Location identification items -
start

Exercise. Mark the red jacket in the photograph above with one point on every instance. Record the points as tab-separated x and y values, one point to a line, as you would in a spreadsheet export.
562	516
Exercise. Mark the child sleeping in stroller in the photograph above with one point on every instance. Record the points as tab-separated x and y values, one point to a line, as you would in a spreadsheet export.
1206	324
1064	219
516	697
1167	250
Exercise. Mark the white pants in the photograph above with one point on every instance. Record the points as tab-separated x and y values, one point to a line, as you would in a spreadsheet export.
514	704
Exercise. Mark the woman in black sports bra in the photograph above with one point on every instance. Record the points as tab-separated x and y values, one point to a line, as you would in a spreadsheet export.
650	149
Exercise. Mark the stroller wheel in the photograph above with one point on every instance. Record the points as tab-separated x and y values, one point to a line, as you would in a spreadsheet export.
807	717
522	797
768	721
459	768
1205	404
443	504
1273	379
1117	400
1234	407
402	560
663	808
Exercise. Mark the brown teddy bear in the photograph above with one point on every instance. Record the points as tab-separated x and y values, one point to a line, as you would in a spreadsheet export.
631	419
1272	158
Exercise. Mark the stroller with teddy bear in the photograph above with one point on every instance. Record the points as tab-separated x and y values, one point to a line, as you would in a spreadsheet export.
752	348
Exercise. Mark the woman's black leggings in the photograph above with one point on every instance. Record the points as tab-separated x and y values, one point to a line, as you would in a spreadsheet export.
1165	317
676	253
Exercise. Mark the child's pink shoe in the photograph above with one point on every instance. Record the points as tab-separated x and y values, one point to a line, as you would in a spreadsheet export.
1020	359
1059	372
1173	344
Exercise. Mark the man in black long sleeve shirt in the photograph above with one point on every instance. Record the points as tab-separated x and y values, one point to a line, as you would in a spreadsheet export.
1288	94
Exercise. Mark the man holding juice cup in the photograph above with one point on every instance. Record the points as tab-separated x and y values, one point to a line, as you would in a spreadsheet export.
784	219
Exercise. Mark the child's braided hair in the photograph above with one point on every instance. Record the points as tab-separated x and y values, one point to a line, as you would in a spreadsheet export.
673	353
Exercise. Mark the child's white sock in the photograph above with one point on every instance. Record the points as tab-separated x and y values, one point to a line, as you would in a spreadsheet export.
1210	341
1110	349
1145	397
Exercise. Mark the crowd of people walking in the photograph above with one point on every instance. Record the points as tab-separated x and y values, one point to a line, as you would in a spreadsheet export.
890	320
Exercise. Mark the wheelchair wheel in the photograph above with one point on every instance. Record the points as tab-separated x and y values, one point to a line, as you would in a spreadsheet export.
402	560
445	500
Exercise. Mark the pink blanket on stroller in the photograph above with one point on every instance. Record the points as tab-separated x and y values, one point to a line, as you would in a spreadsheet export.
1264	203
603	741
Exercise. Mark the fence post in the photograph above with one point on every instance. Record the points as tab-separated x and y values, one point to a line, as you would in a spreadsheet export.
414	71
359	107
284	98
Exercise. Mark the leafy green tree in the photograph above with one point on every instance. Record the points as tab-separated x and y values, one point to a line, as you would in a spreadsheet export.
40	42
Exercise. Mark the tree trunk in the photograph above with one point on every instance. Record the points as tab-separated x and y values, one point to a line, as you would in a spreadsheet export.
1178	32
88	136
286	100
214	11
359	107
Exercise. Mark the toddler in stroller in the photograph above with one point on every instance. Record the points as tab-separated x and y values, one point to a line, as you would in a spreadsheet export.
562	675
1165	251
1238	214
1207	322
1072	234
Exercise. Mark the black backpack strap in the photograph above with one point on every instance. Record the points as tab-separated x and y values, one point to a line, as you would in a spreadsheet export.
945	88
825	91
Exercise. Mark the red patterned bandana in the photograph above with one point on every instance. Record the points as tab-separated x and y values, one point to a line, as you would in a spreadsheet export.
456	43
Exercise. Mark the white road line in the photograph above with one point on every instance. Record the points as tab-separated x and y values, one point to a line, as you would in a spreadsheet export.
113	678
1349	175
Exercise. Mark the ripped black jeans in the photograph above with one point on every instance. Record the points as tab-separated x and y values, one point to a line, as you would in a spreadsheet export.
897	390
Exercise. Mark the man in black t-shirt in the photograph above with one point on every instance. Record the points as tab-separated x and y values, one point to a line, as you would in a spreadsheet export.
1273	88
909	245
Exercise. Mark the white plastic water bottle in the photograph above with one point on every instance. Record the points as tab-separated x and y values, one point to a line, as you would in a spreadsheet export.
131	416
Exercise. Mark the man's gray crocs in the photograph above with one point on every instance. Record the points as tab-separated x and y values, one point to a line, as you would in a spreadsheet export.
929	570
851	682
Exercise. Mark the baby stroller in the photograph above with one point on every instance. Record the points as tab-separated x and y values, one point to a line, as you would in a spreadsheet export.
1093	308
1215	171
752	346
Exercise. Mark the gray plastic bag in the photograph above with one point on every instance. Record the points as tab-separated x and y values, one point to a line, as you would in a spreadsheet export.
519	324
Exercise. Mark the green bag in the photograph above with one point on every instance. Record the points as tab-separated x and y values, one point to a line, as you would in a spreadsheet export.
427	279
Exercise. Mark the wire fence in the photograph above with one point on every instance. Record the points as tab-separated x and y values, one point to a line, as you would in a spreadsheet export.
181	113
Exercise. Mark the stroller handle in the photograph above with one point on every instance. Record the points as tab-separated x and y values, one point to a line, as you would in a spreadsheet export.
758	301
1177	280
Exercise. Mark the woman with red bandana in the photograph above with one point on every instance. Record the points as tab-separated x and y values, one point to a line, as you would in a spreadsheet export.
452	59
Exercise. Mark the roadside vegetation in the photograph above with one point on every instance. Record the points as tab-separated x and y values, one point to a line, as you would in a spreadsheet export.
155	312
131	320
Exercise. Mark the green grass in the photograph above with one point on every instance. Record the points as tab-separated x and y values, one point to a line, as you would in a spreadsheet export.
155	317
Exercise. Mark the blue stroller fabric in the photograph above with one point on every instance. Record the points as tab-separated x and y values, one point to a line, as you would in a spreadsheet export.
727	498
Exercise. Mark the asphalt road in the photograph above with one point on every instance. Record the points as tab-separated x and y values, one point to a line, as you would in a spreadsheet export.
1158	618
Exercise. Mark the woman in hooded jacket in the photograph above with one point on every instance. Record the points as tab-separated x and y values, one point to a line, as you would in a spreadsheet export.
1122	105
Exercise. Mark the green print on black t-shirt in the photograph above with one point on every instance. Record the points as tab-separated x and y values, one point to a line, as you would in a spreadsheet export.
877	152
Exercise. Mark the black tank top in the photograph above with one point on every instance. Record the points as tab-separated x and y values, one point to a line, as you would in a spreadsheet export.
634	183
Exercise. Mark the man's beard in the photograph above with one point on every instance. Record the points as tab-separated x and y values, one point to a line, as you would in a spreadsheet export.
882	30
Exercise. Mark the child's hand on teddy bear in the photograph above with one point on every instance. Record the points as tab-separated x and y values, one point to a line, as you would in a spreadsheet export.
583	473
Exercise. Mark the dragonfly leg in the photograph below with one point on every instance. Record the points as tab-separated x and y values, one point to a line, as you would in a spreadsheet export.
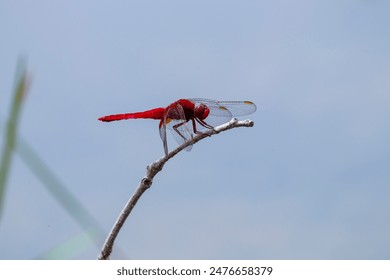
202	123
178	132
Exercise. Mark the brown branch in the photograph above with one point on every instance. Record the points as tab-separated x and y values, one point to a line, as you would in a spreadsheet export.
147	181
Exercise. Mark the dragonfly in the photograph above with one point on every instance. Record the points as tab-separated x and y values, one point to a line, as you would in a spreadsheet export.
188	117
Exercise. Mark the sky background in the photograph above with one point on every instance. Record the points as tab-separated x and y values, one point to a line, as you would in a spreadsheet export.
310	180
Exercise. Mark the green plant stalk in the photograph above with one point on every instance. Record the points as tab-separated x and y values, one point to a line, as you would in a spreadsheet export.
10	134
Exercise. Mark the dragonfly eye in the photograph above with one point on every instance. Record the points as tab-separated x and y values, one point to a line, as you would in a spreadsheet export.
202	111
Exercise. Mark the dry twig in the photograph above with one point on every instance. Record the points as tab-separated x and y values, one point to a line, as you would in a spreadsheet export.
147	181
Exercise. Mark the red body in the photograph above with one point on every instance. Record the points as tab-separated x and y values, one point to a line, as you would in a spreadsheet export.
183	115
171	112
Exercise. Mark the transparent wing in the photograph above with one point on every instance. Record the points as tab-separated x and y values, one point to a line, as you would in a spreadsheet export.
236	108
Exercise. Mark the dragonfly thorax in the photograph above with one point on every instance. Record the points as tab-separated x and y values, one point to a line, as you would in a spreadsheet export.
201	111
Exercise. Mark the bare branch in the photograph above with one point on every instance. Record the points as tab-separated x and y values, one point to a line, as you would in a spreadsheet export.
147	181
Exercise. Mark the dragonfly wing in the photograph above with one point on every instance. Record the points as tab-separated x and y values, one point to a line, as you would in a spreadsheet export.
218	115
236	108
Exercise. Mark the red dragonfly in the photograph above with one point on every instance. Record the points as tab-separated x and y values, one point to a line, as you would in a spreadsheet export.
186	117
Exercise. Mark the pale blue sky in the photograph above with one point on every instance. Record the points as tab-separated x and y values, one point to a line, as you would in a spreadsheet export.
310	180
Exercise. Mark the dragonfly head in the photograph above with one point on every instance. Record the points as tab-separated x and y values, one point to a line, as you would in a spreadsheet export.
202	111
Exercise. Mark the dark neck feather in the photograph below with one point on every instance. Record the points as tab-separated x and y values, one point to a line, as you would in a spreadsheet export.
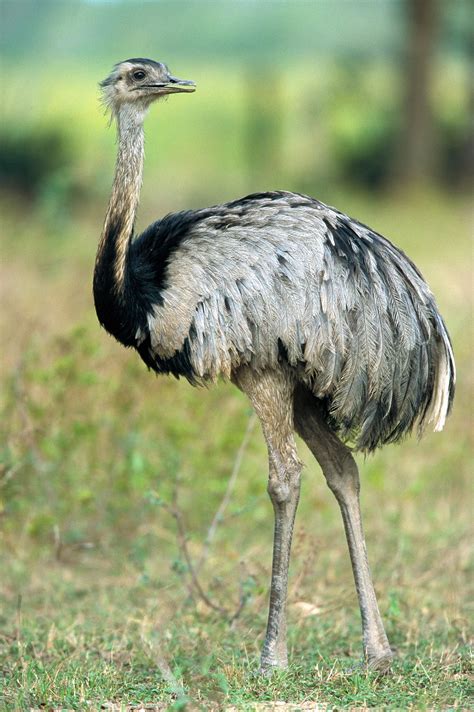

end

Count the lines in the records above that contain the string "shirt", treating uppercase and lowercase as different. Give only the number.

Completed task -
3